Copper-Nickel Alloys - Marine Supreme: Resistance to Corrosion and Biofouling
Copper Applications in Metallurgy of Copper & Copper Alloys
The 90/10 and 70/30 alloys have excellent resistance to seawater corrosion and biofouling, although there are some variations in the performance of the alloys under different conditions. For instance, the 90/10 alloy has the better biofouling resistance, whereas the 70/30 alloys are more resistant to impingement corrosion.
The corrosion resistance of the alloys is due to the protective surface film formed when in contact with water. On initial immersion, cuprous oxide is formed but complex changes occur in seawater which research work is only now beginning to explain. At a flow rate of 2 ft/s (0.6 m/s), the equilibrium corrosion rate is an almost negligible 0.08 mils/y (0.002 mm/y). Normally, design flow rates of up to 11.5 ft/s (3.5 m/s), depending on tube diameter, give a satisfactory safety factor for use in piping systems. This figure makes allowance for the fact that local speeds may be higher at changes of direction, points of divergence, etc. If water velocity is excessive, it can cause vortices leading to impingement attack which can cause premature failure. Where surfaces in contact with water allow smooth non-turbulent flow, as in ship hulls, different design criteria apply.
As mentioned earlier, fouling resistance is due to copper ions at the surface, making it inhospitable to most marine organisms in slowly moving water. In static conditions there may be some deposition of chemical salts and biological slimes, possibly leading to some weakly adherent fouling but such residues are easily detached from the metal's corrosion resistant surface, exposing a fresh, biocidally active surface.
****************
> ACTIVITY A
Reproduce verbatim the part of the passage on copper-nickel alloys that begins at the words "Copper-Nickel Alloys - Marine" and stops after "to impingement corrosion.".
> ACTIVITY B
From the passage on copper-nickel alloys, list every numerical value that is given with a unit of measurement, keeping each metric equivalent with its value.
> ACTIVITY C
Does the passage on copper-nickel alloys support each statement below? Answer yes or no for each, quoting the words that decide it.
(i) The 70/30 alloy has better biofouling resistance than the 90/10 alloy.
(ii) Cuprous oxide forms when the alloy is first immersed.
(iii) Ship hulls are designed to the same criteria as piping systems.
The rows that come after this point are separate material.
****************
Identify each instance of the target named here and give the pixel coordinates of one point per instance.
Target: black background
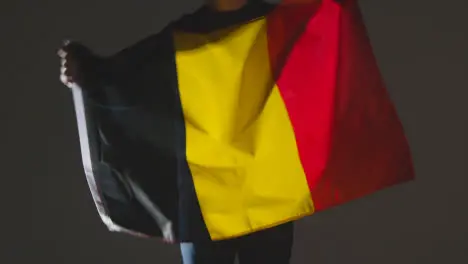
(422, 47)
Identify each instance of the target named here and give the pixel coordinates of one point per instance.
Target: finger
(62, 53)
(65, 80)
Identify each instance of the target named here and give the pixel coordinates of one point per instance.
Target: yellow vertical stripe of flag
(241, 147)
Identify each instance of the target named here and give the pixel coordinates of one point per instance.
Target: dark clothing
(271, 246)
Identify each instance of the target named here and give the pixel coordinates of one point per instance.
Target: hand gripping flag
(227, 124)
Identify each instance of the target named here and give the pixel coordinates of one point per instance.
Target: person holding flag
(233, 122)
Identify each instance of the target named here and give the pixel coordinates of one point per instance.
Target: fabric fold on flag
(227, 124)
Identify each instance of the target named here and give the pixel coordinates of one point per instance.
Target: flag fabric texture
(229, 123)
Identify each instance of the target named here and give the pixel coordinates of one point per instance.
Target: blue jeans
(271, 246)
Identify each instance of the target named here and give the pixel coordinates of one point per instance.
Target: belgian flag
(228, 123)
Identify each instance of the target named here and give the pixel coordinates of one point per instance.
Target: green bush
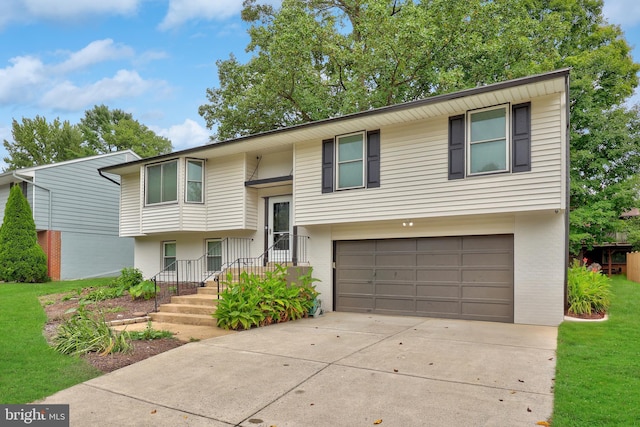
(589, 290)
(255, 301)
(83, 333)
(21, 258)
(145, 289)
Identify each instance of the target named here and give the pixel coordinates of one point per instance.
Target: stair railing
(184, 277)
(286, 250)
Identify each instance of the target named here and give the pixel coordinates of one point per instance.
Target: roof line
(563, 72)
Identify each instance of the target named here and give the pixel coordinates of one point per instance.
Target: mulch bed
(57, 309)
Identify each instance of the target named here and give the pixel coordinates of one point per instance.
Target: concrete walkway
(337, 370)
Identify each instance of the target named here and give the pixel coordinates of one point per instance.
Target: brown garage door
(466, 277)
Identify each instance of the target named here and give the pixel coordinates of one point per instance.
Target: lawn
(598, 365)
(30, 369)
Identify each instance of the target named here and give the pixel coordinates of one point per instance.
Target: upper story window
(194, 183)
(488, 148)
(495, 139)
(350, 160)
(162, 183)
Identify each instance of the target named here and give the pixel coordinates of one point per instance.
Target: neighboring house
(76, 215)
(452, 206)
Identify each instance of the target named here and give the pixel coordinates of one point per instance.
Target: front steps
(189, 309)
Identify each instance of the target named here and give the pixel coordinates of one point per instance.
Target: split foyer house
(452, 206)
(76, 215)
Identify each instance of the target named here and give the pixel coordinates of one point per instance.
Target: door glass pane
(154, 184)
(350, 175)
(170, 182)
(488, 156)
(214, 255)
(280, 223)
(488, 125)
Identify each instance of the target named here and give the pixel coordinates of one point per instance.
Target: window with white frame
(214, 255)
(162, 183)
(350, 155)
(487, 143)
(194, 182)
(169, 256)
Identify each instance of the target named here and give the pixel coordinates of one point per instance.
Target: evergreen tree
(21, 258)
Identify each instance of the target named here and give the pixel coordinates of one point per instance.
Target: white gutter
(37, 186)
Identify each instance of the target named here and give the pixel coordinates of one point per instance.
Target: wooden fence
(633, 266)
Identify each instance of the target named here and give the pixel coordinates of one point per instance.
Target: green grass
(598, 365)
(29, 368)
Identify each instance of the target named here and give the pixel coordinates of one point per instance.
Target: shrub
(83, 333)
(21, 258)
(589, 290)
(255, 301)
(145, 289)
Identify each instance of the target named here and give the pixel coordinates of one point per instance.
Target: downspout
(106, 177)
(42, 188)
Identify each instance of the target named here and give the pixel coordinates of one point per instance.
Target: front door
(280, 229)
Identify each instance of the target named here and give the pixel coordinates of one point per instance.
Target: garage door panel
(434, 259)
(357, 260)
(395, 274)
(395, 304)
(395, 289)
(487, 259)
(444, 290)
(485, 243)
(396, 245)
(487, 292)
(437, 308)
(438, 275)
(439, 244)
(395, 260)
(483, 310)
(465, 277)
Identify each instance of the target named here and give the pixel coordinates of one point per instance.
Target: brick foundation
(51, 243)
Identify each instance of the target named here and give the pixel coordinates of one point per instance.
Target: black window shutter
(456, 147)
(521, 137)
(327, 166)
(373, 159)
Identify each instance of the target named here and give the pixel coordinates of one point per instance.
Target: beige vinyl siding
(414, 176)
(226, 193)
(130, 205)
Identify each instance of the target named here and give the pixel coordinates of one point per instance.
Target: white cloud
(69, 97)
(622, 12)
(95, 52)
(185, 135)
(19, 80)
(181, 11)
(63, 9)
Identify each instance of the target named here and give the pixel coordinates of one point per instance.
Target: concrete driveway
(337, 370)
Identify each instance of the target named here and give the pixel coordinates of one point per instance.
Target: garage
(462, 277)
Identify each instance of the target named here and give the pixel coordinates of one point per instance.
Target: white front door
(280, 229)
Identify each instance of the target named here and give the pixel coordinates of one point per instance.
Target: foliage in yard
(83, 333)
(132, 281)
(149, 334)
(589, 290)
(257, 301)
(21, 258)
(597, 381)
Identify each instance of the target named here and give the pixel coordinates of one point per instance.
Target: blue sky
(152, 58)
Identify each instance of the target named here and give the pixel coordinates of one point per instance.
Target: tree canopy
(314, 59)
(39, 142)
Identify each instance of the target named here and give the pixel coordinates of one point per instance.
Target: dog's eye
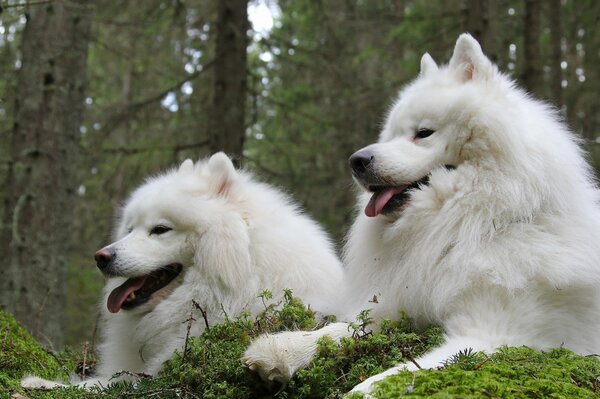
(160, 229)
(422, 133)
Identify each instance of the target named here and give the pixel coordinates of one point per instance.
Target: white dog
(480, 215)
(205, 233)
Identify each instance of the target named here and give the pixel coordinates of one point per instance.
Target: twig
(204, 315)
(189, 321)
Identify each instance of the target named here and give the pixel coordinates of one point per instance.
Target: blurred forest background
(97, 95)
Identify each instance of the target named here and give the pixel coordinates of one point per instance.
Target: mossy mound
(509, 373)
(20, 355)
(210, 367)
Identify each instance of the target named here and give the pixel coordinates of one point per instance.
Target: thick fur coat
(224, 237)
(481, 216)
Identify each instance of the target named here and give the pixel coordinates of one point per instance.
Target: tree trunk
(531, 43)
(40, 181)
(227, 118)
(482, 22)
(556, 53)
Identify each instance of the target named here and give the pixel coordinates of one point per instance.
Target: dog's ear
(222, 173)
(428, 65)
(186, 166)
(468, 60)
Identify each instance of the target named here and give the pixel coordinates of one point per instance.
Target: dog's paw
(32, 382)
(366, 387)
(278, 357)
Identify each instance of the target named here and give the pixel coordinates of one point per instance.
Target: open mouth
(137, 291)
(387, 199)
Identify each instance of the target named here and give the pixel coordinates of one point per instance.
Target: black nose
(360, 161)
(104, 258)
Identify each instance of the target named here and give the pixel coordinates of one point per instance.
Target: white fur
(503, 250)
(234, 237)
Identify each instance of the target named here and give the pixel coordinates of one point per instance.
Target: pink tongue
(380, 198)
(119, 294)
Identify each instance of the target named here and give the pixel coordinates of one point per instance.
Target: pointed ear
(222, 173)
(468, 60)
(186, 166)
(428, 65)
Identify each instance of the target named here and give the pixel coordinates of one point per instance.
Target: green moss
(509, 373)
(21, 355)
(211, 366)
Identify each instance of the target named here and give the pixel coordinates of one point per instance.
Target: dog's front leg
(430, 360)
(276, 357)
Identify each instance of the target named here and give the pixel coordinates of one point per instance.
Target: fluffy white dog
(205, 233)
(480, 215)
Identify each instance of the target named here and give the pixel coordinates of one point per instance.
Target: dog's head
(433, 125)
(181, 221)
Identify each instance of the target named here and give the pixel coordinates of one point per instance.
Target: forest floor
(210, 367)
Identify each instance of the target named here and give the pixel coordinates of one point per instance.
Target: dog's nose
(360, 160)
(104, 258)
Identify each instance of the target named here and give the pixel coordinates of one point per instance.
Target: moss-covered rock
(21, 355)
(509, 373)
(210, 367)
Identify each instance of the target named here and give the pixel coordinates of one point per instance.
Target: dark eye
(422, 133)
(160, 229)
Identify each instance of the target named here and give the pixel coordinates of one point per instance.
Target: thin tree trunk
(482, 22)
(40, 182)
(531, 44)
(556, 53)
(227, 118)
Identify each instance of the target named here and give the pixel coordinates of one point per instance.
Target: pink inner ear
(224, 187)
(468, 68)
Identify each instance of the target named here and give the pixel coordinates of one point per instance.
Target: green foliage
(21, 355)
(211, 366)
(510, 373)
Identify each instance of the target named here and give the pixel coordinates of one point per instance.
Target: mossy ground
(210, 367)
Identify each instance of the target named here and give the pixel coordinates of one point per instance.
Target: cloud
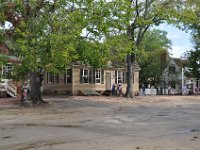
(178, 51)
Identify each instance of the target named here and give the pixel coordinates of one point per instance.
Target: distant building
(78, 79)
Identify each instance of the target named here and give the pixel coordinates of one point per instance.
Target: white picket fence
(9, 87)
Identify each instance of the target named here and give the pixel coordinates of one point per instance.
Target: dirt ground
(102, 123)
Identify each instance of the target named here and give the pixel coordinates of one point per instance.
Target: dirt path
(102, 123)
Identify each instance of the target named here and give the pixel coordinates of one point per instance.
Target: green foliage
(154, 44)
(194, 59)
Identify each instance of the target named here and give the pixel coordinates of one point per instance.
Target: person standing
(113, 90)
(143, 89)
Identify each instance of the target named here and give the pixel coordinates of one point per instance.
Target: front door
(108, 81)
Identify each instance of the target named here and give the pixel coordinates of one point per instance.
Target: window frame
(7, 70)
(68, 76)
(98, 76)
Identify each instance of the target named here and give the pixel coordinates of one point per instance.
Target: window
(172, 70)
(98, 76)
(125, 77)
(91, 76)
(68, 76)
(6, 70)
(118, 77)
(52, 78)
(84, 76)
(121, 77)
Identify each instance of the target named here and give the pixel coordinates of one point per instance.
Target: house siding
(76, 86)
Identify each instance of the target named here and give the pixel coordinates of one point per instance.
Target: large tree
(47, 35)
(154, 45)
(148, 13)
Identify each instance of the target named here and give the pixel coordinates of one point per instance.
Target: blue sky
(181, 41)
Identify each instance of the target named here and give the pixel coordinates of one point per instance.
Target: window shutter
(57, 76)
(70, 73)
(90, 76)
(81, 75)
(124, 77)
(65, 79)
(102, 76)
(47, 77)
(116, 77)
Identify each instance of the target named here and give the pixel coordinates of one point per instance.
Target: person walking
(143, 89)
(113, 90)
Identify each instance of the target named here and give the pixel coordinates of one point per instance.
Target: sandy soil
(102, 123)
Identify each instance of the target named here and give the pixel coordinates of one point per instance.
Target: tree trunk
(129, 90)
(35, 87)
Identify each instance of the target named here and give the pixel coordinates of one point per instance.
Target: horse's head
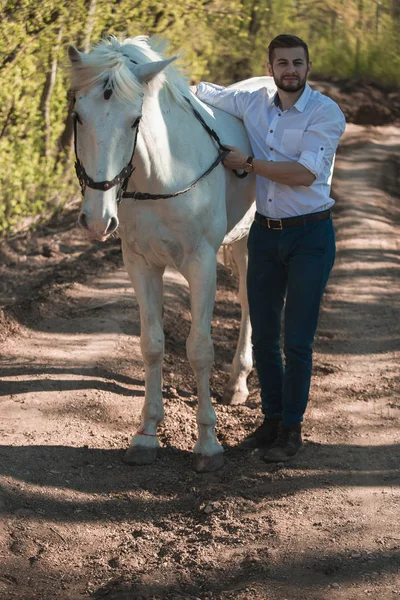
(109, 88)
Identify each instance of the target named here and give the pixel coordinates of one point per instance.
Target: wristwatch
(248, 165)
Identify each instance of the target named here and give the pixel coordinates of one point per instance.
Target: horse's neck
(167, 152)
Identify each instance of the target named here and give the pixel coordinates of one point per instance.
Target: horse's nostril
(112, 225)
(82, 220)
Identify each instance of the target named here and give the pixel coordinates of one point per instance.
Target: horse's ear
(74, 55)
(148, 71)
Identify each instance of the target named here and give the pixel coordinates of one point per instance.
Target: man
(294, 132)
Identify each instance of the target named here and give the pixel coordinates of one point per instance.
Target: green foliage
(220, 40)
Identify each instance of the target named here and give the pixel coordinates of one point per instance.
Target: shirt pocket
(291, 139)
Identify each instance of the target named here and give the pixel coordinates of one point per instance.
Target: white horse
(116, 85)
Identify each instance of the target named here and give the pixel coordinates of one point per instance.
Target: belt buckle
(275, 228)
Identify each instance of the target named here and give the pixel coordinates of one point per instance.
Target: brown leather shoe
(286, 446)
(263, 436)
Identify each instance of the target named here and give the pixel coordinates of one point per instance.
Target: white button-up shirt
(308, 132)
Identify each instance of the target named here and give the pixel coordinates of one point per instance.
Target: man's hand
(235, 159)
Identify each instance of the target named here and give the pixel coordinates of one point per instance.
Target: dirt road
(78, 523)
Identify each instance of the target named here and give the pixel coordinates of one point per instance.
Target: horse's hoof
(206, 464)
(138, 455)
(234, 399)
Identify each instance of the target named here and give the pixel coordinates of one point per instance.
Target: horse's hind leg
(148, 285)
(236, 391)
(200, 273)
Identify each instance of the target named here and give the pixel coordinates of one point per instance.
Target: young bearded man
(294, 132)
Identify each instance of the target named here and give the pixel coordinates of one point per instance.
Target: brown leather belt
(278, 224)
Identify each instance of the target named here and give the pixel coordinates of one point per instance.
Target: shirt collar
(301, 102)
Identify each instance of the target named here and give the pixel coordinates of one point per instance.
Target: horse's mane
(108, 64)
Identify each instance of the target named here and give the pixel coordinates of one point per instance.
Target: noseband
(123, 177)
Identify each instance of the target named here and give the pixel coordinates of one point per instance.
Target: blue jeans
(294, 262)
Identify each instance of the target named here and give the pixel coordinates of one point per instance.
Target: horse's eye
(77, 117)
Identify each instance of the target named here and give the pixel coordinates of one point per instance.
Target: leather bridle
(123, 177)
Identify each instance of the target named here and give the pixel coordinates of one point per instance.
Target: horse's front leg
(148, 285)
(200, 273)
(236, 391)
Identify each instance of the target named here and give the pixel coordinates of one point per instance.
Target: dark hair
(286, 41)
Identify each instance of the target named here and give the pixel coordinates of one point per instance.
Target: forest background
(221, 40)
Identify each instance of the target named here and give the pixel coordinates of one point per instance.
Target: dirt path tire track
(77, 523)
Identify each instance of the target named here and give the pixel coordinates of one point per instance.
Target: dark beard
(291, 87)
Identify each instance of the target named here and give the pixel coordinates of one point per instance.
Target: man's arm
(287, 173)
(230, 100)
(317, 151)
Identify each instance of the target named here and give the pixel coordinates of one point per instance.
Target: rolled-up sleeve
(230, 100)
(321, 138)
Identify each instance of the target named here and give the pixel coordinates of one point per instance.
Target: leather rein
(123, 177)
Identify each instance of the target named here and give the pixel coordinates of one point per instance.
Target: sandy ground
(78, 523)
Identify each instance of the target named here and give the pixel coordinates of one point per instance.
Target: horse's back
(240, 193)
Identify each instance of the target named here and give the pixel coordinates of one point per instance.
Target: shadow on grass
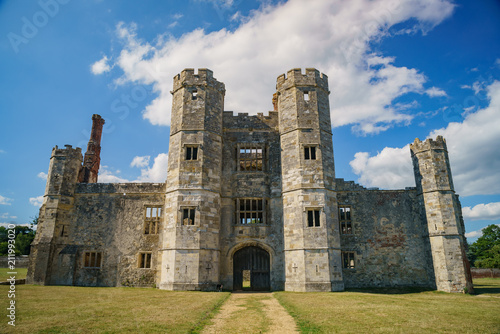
****************
> ANSWER BOX A
Copper-Nickel Alloys - Marine Supreme: Resistance to Corrosion and Biofouling
Copper Applications in Metallurgy of Copper & Copper Alloys
The 90/10 and 70/30 alloys have excellent resistance to seawater corrosion and biofouling, although there are some variations in the performance of the alloys under different conditions. For instance, the 90/10 alloy has the better biofouling resistance, whereas the 70/30 alloys are more resistant to impingement corrosion.

> ANSWER BOX B
2 ft/s (0.6 m/s)
0.08 mils/y (0.002 mm/y)
11.5 ft/s (3.5 m/s)

> ANSWER BOX C
(i) No: "the 90/10 alloy has the better biofouling resistance, whereas the 70/30 alloys are more resistant to impingement corrosion."
(ii) Yes: "On initial immersion, cuprous oxide is formed"
(iii) No: "Where surfaces in contact with water allow smooth non-turbulent flow, as in ship hulls, different design criteria apply."